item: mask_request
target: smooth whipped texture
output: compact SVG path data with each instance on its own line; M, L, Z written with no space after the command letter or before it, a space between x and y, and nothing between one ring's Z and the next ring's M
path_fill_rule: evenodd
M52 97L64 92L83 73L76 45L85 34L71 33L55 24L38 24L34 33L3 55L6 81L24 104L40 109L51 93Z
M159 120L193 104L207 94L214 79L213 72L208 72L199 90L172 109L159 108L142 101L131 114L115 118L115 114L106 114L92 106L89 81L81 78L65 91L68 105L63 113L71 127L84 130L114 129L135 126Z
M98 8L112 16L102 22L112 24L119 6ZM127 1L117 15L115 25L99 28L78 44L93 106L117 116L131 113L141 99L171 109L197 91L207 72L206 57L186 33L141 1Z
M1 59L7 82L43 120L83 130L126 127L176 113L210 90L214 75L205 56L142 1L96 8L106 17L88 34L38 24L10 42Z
★ ★ ★
**Exercise task:**
Render each line of the records above as a numbered list, leaving out any blank lines.

**Task output:**
1. item: mask_request
2. target: smooth whipped texture
3. output: compact SVG path data with each instance on its own line; M, L, Z written with no space after the command letter or before it, a space between x and y, and nothing between one ring's Z and the next ring's M
4. path_fill_rule: evenodd
5. M52 97L64 92L83 73L76 45L85 34L71 33L55 24L38 24L34 33L3 55L6 81L24 104L40 109L51 93Z
6. M159 120L193 104L207 94L214 79L213 72L208 72L199 90L172 109L159 108L142 101L131 114L115 118L115 114L106 114L92 106L89 81L81 78L65 91L68 105L63 113L71 127L84 130L114 129L135 126Z
7. M98 8L112 16L102 22L112 24L119 6ZM127 1L117 15L115 25L99 28L78 44L93 106L117 116L131 113L141 99L171 109L197 91L207 72L206 57L186 33L141 1Z
8. M1 59L7 82L43 120L83 130L126 127L176 113L210 90L214 75L205 56L142 1L96 8L106 17L88 34L38 24L10 42Z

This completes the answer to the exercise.